En ce mardi 10 octobre 2023, un sentiment d’attente fiévreuse imprégnait l’atmosphère au cœur de la Plateforme Industrielle d’Adétikopé (PIA). Tout était soigneusement orchestré pour accueillir Son Excellence Madame le Premier Ministre, Chef du Gouvernement, Victoire DOGBE, une figure de proue du leadership togolais.

L’occasion était la cérémonie tant attendue d’inauguration du bâtiment du Guichet Unique et le lancement de l’innovant projet “MADE IN TOGO” vers les États-Unis, une initiative porteuse de promesses. Pourtant, à la dernière minute, un couac imprévu s’est manifesté. L’absence de Mme le Premier Ministre, due à une urgence incontournable, a jeté une ombre sur l’événement. Un premier grain de sable dans les rouages bien huilés de la cérémonie. En outre, la Télévision Togolaise (TVT) n’a pas été au rendez-vous, éclipsant le projet du jour. L’autorité a-t-elle été au courant que le bâtiment, qui devait être le joyau de la soirée, n’a jamais fait l’objet d’une réception technique ou provisoire ? Une question se profile à l’horizon, implorant une réponse : pourquoi ? Cette interrogation subsiste. Cependant, malgré ces nuages inattendus, la cérémonie a eu lieu, avec la présence de certains ministres du gouvernement.
□ □ □ □
**Consigne a**
Recopiez le passage de l'extrait sur l'inauguration à Adétikopé qui va de "En ce mardi" à "du leadership togolais.", bornes comprises.

[Entrées]
□ □ □ □
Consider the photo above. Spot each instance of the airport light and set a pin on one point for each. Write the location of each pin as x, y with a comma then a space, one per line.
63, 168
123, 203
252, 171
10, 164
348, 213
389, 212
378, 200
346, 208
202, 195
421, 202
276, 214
□ □ □ □
**Consigne b**
Veuillez réécrire toutes les entrées ci-dessus en remplaçant "pin" par "marker", sans rien modifier d'autre.

**Solution rédigée a**
En ce mardi 10 octobre 2023, un sentiment d’attente fiévreuse imprégnait l’atmosphère au cœur de la Plateforme Industrielle d’Adétikopé (PIA). Tout était soigneusement orchestré pour accueillir Son Excellence Madame le Premier Ministre, Chef du Gouvernement, Victoire DOGBE, une figure de proue du leadership togolais.

**Solution rédigée b**
Consider the photo above. Spot each instance of the airport light and set a marker on one point for each. Write the location of each marker as x, y with a comma then a space, one per line.
63, 168
123, 203
252, 171
10, 164
348, 213
389, 212
378, 200
346, 208
202, 195
421, 202
276, 214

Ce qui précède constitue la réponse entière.